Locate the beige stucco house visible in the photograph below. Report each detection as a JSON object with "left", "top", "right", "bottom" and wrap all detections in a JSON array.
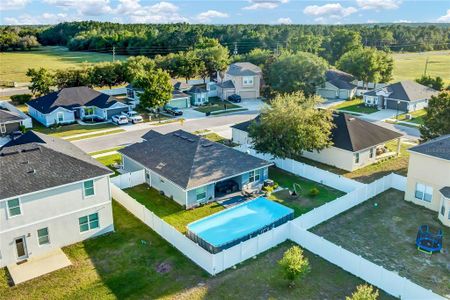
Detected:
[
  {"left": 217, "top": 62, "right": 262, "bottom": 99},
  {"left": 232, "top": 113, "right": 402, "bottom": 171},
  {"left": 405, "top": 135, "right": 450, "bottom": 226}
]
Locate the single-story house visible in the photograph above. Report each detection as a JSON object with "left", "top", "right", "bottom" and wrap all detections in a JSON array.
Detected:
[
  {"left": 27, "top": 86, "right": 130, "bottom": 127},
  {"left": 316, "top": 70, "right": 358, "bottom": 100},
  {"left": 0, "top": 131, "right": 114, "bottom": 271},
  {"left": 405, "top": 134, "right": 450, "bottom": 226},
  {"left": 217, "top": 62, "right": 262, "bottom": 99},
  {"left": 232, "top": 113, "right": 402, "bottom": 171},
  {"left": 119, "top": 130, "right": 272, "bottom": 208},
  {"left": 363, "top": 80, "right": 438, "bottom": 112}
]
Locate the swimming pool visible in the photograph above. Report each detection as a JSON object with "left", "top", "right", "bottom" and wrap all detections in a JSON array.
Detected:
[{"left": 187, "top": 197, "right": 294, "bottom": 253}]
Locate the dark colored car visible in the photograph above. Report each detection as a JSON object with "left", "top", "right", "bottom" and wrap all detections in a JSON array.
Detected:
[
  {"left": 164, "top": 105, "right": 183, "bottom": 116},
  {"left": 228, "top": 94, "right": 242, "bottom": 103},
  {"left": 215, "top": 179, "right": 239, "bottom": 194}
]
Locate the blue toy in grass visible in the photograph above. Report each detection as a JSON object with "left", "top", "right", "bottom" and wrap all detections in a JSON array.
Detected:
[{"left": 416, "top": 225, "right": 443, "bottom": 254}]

───

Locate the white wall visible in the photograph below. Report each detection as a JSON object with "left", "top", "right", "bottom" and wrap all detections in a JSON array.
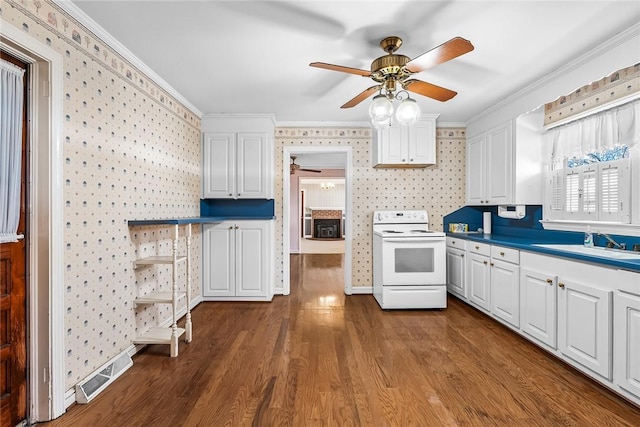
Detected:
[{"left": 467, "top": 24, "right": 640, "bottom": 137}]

───

GIVEN PROBLEM >> Report, in full, each line of the entries above that contains the string "house". Treat the match as case-sensitive.

FULL RESPONSE >>
Locate the beige stucco house visible in the photograph below. Report each detection as a JSON object with "left", "top", "right", "bottom" and wrap all detections in a JSON array.
Locate the single-story house visible in the photograph above. Report each detection as a JSON object with "left", "top", "right", "bottom" and wrap all detections in a JSON array.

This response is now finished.